DOCUMENT SECTION:
------
Distressed Jeans and the Fabrication of Institutional Contempt


I wear blue jeans almost every day. Being a gardener, spending a lot of time weeding my vegetable patch, my jeans get worn out at the knees within a year or so and I replace them with an intact and robust pair that will protect my tender skin.  Instead of demoting the old ones to become cleaning rags, perhaps I should sell them for a fortune on e-bay as rare genuinely work-distressed garments.

There is now a huge market for manufactured distressed clothes, created by carefully calibrated machines and artisans that make new clothes look old or damaged – with precisely-placed rips on the thighs or buttocks of jeans, bullet holes through t-shirts, or jacket collars that look as though they have been nibbled by a rat. While some people distress their own brand-new clothes, many are happy to shell out even hundreds of pounds to buy pre-damaged garments sold by the big brands of the fashion industry.

A few days ago, I asked a 15-year old boy why he distresses his jeans. He thought for a while before saying that he supposed that it was because it was “fashionable” and because his friends did it. One commentator claims that people do it to “foster the illusion of work”, while another writer goes as far as saying that pre-ripped garments provide “a costume for wealthy people who see work as ironic”. I see it as a deliberately visible but fairly harmless way of signalling personal dissatisfaction with the norms that society imposes on our daily lives. Like purposefully dishevelling one’s hair, it is a means of asserting one’s non-conformity and claiming that one deserves special attention.

The problem arises when such non-conformity, rather than being allowed to remain a symbol of individual idiosyncrasy, is nurtured and fanned into a collective disrespect towards the institutions, laws, conventions and norms that have grown up over many years to foster a sense of common decency and mutual respect, to protect the rights and freedoms of individuals and especially minorities, to prevent crime, and to foster truthfulness and trustworthiness.
------
(Segmentation mask data)
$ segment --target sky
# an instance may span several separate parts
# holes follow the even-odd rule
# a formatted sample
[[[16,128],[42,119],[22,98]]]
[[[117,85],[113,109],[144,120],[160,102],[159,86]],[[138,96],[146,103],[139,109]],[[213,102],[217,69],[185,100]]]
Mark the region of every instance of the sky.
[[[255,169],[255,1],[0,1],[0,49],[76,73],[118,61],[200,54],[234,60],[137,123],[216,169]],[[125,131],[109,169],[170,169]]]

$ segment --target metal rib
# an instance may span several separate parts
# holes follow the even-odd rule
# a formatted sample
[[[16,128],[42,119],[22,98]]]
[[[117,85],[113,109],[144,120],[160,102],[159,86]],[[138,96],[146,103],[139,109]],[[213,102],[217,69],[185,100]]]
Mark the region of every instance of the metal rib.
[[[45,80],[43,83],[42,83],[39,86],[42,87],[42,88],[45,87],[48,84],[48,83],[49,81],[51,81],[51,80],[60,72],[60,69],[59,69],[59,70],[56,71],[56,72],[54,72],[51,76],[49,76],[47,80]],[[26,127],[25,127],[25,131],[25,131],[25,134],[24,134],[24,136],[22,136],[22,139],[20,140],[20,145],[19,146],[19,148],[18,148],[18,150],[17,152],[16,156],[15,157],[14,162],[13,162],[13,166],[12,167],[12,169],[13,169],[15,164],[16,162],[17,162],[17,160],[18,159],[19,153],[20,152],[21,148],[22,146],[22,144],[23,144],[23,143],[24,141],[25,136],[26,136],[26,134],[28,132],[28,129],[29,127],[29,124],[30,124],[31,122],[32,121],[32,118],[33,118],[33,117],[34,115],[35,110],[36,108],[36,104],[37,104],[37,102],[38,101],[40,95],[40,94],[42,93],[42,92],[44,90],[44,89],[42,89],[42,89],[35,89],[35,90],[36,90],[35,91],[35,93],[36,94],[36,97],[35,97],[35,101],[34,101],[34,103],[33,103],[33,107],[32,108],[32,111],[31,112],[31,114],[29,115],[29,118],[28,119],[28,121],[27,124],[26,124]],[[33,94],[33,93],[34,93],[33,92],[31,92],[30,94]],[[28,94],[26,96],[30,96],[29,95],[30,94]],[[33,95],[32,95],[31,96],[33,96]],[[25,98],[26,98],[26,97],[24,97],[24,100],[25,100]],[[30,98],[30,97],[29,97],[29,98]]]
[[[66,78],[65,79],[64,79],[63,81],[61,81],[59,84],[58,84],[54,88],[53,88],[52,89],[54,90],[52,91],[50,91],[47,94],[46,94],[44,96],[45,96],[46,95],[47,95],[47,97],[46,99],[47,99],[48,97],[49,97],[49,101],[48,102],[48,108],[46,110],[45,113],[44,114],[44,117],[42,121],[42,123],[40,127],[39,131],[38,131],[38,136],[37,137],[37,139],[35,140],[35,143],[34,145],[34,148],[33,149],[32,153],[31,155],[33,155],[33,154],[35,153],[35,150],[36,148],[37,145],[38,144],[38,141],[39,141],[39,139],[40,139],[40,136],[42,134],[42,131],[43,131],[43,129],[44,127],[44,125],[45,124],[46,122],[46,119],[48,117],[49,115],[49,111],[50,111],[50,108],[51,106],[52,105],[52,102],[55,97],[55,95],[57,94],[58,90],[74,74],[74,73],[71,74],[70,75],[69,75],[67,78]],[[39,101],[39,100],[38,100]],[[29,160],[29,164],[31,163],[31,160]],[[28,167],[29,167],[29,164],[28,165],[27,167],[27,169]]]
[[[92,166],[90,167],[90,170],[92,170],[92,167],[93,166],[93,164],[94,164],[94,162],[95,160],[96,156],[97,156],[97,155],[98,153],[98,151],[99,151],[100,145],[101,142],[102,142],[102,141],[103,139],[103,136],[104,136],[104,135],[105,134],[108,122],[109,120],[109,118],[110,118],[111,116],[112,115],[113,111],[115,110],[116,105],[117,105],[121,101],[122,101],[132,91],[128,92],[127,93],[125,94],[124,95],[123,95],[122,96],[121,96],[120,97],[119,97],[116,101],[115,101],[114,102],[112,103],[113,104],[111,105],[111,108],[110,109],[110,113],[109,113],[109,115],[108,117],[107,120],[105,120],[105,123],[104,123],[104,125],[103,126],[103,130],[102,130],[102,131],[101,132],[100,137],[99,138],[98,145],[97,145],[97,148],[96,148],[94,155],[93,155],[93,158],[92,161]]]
------
ACTIVITY: Copy the part of the essay on distressed jeans starting at "A few days ago, I" and ending at "deserves special attention.", swapping "jeans" for "trousers".

TASK ANSWER:
A few days ago, I asked a 15-year old boy why he distresses his trousers. He thought for a while before saying that he supposed that it was because it was “fashionable” and because his friends did it. One commentator claims that people do it to “foster the illusion of work”, while another writer goes as far as saying that pre-ripped garments provide “a costume for wealthy people who see work as ironic”. I see it as a deliberately visible but fairly harmless way of signalling personal dissatisfaction with the norms that society imposes on our daily lives. Like purposefully dishevelling one’s hair, it is a means of asserting one’s non-conformity and claiming that one deserves special attention.